• [DO THIS]:
Convert all the entries below into a numbered list, leaving out any blank lines.

**** TASK MATERIAL

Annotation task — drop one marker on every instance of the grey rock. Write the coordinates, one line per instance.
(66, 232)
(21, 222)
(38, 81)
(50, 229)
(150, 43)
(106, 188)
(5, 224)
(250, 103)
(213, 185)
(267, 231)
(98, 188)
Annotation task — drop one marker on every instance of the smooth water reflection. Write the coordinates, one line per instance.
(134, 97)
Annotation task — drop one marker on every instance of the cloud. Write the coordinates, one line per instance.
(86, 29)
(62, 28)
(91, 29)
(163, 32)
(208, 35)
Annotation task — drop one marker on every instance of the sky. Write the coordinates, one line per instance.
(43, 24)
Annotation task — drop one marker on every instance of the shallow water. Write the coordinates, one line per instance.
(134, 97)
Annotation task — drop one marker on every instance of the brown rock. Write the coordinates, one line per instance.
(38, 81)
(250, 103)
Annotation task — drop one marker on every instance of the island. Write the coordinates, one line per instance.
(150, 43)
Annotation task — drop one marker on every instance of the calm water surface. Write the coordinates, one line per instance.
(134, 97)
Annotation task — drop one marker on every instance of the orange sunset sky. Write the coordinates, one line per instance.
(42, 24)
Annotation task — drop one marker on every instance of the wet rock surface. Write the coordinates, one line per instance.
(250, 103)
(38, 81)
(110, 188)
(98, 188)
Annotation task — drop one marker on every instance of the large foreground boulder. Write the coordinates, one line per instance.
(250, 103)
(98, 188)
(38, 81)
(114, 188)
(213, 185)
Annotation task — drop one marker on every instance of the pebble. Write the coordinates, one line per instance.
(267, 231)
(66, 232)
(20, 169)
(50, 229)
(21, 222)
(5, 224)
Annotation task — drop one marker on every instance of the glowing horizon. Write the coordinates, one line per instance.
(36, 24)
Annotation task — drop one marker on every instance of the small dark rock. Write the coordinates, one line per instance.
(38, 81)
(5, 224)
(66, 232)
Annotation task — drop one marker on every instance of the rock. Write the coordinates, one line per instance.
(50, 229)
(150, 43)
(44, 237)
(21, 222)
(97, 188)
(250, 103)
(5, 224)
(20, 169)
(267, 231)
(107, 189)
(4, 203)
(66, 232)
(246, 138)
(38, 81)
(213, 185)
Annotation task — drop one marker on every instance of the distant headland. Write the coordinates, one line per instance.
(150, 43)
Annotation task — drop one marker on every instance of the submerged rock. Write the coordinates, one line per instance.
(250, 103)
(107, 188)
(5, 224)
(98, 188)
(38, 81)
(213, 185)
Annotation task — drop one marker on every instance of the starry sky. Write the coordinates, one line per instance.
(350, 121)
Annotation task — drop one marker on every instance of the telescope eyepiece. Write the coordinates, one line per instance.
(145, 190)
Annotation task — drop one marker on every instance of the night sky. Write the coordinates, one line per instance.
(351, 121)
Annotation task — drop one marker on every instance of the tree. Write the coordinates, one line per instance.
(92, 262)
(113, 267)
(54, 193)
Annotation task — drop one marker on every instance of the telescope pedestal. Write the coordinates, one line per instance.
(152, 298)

********

• [RESULT OF THE TASK]:
1. Annotation task — drop one marker on every instance of the grey rock. Write the coordinates, one line per instance.
2. (66, 232)
3. (21, 222)
4. (38, 81)
5. (50, 229)
6. (150, 43)
7. (106, 188)
8. (5, 224)
9. (250, 103)
10. (213, 185)
11. (267, 231)
12. (98, 188)
13. Annotation task — drop one marker on every instance of the smooth water reflection. Write the coordinates, one line per instance.
14. (134, 97)
15. Annotation task — drop one marker on every instance of the cloud. Write the coordinates, one line per instance.
16. (86, 29)
17. (62, 28)
18. (91, 29)
19. (163, 32)
20. (208, 35)
21. Annotation task — drop one marker on every instance of the sky. Write the coordinates, one line per instance.
22. (43, 24)
23. Annotation task — drop one marker on every instance of the shallow water. Write the coordinates, one line per instance.
24. (134, 97)
25. Annotation task — drop one marker on every instance of the brown rock. Write the coordinates, one line per instance.
26. (38, 81)
27. (250, 103)
28. Annotation task — drop one marker on every instance of the island. Write the coordinates, one line per instance.
29. (150, 43)
30. Annotation task — drop one marker on every instance of the calm water surface. Write the coordinates, one line per instance.
31. (134, 97)
32. Annotation task — drop one marker on every instance of the orange sunset sky. Write the coordinates, one line per instance.
33. (42, 24)
34. Annotation task — drop one marker on every instance of the wet rock surface. Write the coordinates, one line per instance.
35. (250, 103)
36. (38, 81)
37. (110, 188)
38. (98, 188)
39. Annotation task — drop one marker on every instance of the large foreground boulder. Write the coordinates, one line per instance.
40. (250, 103)
41. (98, 188)
42. (38, 81)
43. (114, 188)
44. (213, 185)
45. Annotation task — drop one marker on every instance of the pebble. Write the coordinates, one line per instance.
46. (267, 231)
47. (66, 232)
48. (20, 169)
49. (50, 229)
50. (21, 222)
51. (5, 224)
52. Annotation task — drop one marker on every instance of the glowing horizon. Write the coordinates, one line per instance.
53. (36, 24)
54. Annotation task — drop one marker on every instance of the small dark rock. Write the coordinates, one line per instance.
55. (38, 81)
56. (5, 224)
57. (66, 232)
58. Annotation task — drop one marker on every instance of the rock. Write the coordinates, one line per instance.
59. (50, 229)
60. (150, 43)
61. (44, 237)
62. (21, 222)
63. (97, 188)
64. (250, 103)
65. (5, 224)
66. (20, 169)
67. (267, 231)
68. (107, 189)
69. (4, 203)
70. (66, 232)
71. (246, 138)
72. (38, 81)
73. (213, 185)
74. Annotation task — drop one marker on every instance of the distant headland. Write the coordinates, one line per instance.
75. (150, 43)
76. Annotation task — drop one marker on every instance of the submerged rock. Write the coordinates, one line per instance.
77. (250, 103)
78. (107, 188)
79. (5, 224)
80. (98, 188)
81. (38, 81)
82. (213, 185)
83. Annotation task — drop one marker on every instance of the starry sky. Write the coordinates, one line per instance.
84. (350, 121)
85. Annotation task — drop one marker on every instance of the telescope eyepiece. Write the coordinates, one line per instance.
86. (145, 190)
87. Annotation task — drop one marker on every instance of the night sky. Write the coordinates, one line per instance.
88. (351, 121)
89. Annotation task — drop one marker on every instance of the tree. Write the coordinates, one line per instance.
90. (92, 262)
91. (113, 267)
92. (54, 193)
93. Annotation task — drop one marker on every instance of the telescope pedestal. Write the coordinates, one line per instance.
94. (152, 298)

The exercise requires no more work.